- Work instructions -
Take every line from the entries below that includes the word "baseball" and copy it.

- Point-per-instance localization data -
%%

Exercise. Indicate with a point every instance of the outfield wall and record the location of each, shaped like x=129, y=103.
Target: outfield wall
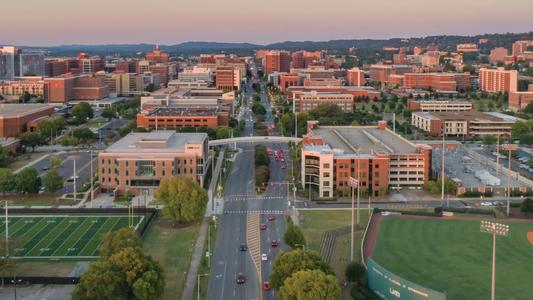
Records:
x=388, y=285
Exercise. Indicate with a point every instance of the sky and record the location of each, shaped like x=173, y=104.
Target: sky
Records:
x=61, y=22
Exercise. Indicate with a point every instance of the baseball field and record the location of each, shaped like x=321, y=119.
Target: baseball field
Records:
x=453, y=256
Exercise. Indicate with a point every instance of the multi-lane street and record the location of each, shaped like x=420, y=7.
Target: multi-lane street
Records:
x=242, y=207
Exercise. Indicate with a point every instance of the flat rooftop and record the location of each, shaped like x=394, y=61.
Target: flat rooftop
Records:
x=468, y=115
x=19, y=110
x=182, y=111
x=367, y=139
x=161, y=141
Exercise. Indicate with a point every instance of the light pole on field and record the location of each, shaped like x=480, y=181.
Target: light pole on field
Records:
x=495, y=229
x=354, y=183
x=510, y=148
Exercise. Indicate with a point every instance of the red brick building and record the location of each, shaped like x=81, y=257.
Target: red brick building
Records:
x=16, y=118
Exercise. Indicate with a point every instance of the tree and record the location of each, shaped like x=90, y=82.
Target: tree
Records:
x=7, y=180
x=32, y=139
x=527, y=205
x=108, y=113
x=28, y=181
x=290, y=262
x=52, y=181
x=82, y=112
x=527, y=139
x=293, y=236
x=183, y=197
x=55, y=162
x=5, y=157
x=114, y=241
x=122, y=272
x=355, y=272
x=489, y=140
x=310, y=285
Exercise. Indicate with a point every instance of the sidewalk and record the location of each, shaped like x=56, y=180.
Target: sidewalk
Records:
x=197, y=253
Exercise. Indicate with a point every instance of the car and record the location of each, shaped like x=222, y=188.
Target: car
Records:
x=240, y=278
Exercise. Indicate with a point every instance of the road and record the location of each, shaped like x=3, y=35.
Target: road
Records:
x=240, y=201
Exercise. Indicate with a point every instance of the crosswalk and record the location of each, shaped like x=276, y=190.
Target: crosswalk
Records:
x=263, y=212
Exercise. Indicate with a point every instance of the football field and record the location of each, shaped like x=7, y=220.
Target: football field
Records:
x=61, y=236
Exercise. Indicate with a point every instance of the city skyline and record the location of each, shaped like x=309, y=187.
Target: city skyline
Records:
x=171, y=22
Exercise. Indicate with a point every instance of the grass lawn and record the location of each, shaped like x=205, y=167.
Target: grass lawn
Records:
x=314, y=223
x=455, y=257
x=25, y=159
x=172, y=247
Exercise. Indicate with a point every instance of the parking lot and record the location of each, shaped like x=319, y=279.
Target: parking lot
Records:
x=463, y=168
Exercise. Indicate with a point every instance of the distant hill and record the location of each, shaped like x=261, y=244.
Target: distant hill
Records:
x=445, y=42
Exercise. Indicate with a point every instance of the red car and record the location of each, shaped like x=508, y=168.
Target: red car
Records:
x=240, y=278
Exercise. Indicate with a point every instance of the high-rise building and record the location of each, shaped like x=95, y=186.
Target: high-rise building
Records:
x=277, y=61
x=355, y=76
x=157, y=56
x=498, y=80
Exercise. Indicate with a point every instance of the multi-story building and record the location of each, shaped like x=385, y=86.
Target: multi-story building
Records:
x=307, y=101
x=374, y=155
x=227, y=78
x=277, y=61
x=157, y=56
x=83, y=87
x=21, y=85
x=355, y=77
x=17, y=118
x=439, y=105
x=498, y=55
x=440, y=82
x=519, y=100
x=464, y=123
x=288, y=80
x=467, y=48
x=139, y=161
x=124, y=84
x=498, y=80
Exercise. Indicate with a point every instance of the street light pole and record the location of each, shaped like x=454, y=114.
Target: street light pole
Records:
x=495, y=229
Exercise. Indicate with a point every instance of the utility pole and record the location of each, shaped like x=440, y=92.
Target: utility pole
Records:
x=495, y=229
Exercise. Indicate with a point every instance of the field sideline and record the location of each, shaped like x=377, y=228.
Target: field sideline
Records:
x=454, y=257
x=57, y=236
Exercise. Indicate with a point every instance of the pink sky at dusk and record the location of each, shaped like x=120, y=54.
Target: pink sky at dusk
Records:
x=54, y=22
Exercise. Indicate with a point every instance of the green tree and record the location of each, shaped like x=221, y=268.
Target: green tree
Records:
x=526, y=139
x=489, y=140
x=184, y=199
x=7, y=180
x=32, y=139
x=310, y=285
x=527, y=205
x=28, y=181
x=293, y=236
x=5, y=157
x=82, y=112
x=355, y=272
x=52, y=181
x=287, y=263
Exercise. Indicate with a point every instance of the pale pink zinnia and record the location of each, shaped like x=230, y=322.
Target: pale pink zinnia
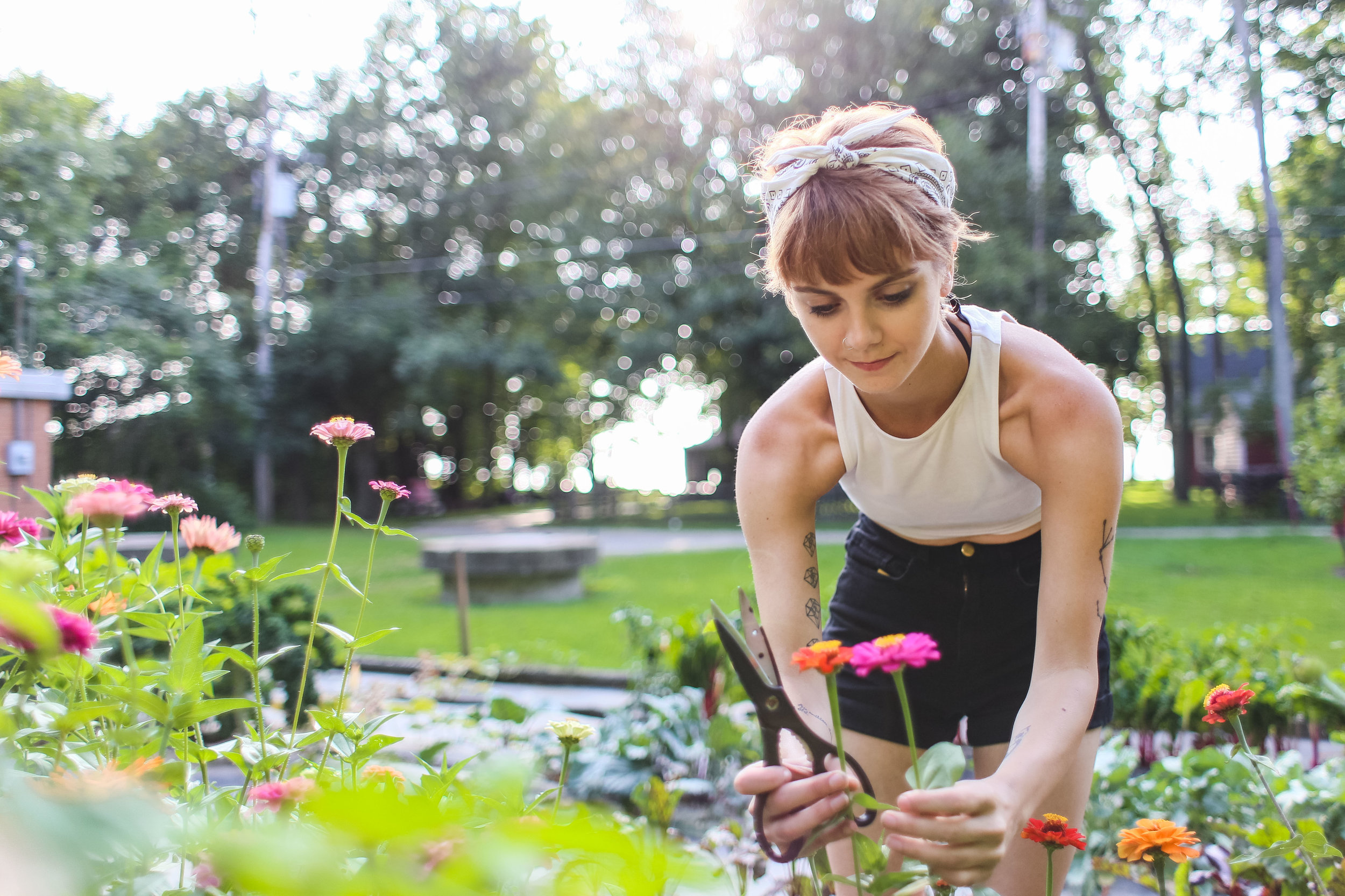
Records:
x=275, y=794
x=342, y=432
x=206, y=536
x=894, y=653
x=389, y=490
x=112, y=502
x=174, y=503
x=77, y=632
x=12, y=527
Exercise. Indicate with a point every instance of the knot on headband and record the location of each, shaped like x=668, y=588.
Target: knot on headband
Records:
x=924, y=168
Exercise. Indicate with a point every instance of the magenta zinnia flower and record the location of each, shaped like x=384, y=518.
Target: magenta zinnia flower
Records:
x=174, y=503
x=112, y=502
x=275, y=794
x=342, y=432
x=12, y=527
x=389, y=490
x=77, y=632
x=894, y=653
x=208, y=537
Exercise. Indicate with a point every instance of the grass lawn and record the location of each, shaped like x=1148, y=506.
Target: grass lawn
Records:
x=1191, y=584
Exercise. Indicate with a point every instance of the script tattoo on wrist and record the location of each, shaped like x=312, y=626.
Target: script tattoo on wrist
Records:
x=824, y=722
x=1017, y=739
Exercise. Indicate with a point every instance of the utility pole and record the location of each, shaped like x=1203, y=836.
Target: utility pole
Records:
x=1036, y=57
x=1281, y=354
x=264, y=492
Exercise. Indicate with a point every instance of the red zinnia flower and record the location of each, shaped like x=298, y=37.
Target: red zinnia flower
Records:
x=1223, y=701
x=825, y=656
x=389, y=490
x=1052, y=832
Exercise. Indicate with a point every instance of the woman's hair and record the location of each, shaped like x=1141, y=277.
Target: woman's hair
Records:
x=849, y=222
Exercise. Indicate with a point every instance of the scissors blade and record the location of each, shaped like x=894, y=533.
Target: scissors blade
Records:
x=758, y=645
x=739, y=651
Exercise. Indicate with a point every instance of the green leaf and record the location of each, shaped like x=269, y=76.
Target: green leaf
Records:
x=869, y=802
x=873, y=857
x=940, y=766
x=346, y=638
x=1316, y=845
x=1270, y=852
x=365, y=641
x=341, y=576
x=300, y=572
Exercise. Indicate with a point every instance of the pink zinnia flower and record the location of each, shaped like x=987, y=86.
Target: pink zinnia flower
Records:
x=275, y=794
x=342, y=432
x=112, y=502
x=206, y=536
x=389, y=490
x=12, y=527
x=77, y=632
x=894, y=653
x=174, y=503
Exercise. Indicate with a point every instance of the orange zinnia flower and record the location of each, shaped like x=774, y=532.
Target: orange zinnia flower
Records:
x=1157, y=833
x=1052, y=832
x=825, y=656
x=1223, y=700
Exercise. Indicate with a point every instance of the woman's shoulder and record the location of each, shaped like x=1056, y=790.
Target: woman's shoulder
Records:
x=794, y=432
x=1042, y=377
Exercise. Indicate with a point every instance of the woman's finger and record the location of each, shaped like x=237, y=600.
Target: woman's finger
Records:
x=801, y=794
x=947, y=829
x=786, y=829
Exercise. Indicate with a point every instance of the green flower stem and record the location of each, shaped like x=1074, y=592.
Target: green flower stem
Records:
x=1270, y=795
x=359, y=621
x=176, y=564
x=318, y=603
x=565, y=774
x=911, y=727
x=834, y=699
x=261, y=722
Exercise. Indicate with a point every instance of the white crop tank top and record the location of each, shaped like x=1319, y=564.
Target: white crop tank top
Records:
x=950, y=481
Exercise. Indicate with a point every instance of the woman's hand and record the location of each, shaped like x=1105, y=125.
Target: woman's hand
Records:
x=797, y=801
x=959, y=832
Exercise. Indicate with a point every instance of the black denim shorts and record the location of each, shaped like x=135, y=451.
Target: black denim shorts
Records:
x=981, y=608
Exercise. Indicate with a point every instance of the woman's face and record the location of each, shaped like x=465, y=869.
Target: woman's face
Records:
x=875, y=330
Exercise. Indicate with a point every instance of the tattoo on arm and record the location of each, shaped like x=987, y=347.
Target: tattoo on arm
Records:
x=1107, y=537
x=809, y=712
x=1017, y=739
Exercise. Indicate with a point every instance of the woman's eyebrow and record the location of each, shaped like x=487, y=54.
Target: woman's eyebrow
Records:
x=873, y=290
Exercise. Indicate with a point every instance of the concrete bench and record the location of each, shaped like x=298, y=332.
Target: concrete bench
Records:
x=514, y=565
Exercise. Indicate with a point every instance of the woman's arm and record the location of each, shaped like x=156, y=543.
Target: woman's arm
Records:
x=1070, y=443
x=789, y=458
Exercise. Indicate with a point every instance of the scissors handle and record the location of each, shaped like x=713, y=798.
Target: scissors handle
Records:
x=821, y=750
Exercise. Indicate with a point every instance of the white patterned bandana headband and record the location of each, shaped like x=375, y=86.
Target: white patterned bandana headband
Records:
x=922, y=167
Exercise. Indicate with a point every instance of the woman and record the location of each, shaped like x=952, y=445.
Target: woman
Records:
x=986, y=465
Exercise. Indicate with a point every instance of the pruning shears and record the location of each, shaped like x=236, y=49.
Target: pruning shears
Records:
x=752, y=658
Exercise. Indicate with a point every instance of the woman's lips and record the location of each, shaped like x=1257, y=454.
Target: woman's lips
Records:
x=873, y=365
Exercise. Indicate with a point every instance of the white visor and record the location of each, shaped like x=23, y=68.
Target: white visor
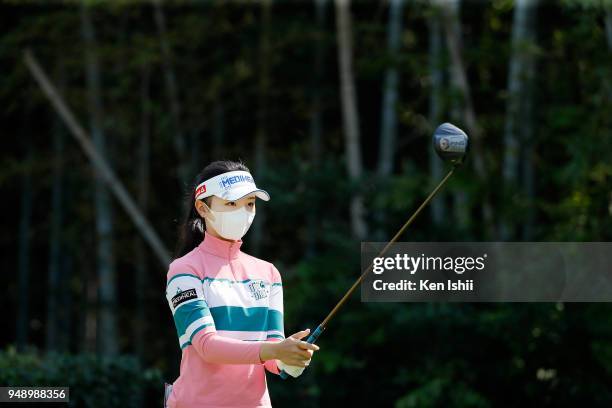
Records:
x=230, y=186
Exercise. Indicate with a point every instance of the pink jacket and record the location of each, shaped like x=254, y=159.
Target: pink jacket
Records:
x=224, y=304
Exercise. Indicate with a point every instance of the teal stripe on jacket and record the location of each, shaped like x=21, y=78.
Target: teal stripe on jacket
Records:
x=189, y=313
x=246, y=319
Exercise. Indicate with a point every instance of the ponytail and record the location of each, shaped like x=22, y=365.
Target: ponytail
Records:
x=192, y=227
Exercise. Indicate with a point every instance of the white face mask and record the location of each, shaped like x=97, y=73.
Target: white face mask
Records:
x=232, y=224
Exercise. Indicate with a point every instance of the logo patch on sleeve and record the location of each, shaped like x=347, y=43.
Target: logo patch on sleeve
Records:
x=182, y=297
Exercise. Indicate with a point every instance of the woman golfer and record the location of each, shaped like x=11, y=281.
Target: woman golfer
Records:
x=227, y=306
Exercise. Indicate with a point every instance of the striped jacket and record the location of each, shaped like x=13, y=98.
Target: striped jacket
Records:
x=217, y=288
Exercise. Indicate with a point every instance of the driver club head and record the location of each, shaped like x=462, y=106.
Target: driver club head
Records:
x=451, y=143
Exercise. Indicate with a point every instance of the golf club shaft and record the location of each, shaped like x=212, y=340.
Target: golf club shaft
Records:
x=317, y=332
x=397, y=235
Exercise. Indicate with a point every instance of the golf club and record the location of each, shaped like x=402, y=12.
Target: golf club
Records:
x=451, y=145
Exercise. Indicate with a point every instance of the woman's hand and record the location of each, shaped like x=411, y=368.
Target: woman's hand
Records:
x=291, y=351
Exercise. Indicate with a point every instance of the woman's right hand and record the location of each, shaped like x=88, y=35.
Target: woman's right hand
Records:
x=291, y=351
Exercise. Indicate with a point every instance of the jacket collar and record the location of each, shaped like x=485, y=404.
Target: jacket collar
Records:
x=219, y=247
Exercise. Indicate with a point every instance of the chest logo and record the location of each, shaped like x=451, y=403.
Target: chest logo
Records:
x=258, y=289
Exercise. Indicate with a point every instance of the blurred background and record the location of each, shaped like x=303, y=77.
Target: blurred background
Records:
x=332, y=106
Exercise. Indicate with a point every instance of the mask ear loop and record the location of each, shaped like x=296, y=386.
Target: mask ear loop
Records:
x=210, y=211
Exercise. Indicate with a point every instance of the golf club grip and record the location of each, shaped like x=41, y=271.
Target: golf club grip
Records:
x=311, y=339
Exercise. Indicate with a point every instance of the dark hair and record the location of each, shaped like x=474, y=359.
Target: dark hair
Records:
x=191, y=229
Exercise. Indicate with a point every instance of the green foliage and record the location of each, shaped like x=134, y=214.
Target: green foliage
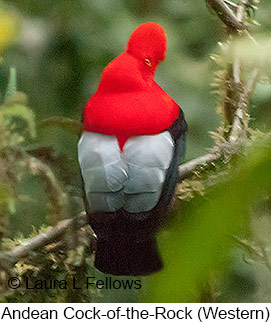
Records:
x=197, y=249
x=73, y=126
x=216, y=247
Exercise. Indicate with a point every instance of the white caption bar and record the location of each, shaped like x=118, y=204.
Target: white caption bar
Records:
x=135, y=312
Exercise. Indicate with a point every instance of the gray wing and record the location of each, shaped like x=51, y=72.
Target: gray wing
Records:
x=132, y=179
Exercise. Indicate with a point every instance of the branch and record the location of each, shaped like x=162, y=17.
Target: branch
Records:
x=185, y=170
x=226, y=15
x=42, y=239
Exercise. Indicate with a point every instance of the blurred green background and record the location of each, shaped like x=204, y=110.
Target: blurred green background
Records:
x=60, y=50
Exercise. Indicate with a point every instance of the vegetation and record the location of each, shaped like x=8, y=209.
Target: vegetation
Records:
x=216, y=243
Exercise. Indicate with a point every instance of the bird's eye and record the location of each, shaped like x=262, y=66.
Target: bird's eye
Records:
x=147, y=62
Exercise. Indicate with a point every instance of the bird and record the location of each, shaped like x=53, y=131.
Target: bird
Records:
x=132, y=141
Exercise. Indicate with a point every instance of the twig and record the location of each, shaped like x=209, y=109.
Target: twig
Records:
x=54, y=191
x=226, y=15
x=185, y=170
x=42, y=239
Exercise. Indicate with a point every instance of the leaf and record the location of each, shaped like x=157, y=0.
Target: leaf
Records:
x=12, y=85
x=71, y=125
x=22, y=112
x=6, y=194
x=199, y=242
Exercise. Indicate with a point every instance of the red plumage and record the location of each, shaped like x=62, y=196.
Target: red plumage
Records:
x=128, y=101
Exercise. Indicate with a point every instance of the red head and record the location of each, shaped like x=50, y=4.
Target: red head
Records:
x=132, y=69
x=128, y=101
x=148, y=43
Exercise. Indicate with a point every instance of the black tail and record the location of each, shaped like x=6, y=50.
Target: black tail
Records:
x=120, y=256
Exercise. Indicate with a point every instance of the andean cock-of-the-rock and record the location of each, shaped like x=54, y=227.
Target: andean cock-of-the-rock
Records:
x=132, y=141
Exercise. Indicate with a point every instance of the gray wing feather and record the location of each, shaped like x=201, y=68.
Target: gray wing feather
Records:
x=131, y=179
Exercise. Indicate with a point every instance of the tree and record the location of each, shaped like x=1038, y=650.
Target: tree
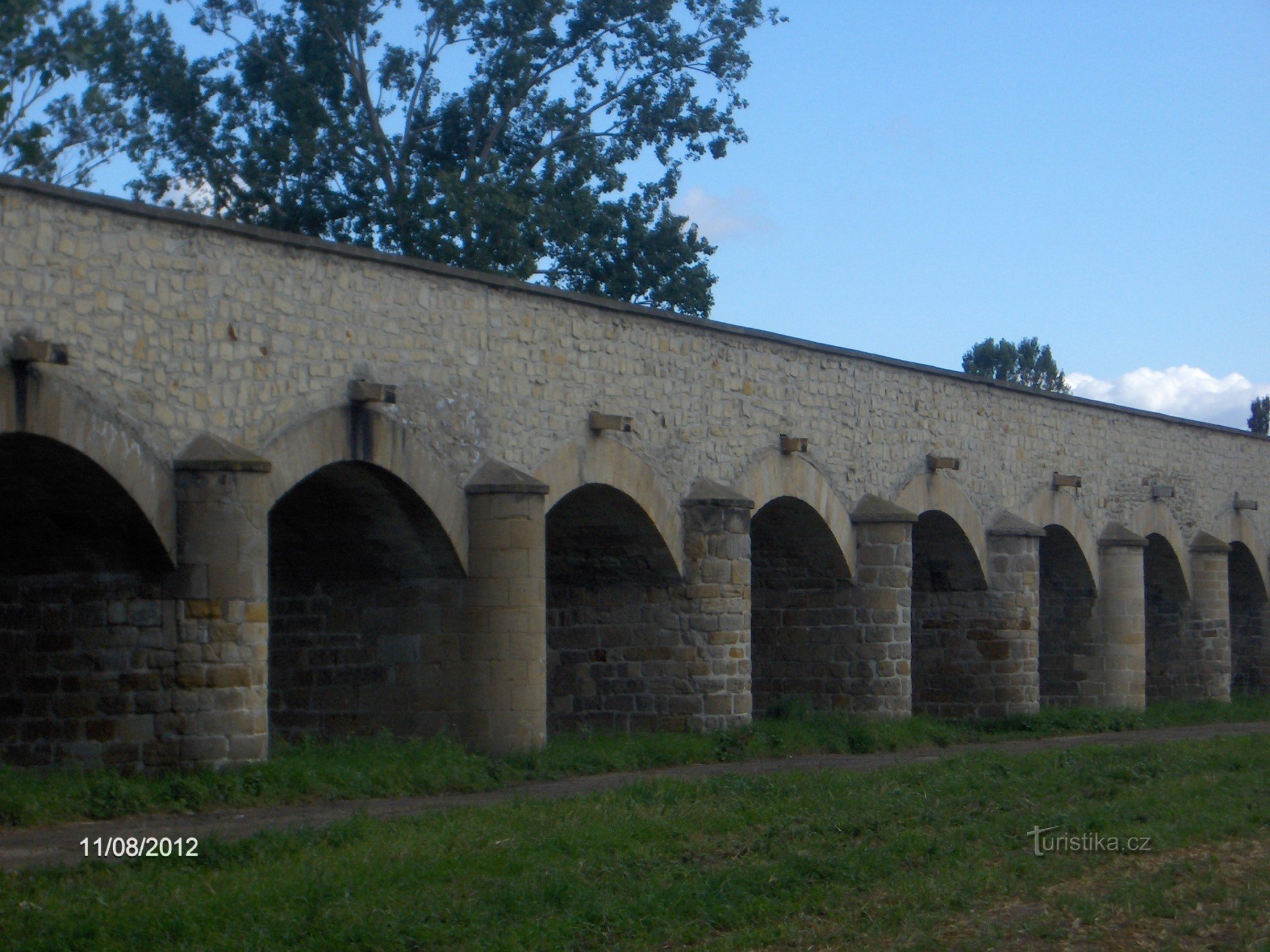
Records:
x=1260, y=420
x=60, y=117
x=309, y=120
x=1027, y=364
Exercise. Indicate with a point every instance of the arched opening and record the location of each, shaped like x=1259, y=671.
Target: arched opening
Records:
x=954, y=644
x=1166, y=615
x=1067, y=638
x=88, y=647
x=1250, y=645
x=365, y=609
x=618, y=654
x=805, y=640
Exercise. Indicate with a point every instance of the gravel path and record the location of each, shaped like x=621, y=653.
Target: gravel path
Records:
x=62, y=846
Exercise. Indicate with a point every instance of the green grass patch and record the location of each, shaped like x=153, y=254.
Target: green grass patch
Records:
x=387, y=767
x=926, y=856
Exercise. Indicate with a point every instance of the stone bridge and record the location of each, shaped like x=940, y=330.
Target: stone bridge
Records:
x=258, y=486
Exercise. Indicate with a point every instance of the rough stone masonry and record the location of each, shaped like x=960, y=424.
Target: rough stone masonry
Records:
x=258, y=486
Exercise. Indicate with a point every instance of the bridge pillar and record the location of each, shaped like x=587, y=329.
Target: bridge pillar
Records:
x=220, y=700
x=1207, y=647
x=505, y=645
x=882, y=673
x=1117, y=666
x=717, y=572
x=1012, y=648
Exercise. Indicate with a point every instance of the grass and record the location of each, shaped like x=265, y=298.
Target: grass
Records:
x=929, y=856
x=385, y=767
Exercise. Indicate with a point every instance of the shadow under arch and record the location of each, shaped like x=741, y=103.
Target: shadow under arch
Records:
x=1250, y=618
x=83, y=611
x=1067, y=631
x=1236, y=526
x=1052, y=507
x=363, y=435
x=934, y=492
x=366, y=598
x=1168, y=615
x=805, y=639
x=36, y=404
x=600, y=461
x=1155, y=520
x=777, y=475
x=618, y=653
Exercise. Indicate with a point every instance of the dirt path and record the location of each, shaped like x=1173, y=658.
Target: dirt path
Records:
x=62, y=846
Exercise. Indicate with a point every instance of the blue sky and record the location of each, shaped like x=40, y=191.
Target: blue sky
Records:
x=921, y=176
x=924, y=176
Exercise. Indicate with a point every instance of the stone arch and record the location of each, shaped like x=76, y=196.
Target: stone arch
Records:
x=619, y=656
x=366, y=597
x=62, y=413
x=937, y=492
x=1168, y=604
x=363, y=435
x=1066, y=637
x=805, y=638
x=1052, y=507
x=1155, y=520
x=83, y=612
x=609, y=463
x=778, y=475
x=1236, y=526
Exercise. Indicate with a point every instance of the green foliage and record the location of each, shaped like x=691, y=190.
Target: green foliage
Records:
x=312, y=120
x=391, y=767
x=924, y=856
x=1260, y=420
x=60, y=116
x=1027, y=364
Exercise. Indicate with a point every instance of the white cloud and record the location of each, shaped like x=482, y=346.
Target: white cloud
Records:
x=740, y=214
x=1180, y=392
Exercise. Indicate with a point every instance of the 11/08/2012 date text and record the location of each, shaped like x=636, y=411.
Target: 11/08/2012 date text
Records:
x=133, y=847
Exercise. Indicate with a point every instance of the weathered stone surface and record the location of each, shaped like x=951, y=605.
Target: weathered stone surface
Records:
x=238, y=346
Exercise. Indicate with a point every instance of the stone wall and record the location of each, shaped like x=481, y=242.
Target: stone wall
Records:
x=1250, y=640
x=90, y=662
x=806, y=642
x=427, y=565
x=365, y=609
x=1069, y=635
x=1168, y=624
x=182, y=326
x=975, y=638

%%

- Exercise response -
Exercise. Indicate with a point every instance of the baseball field and record the location of each, shaped like x=321, y=119.
Target: baseball field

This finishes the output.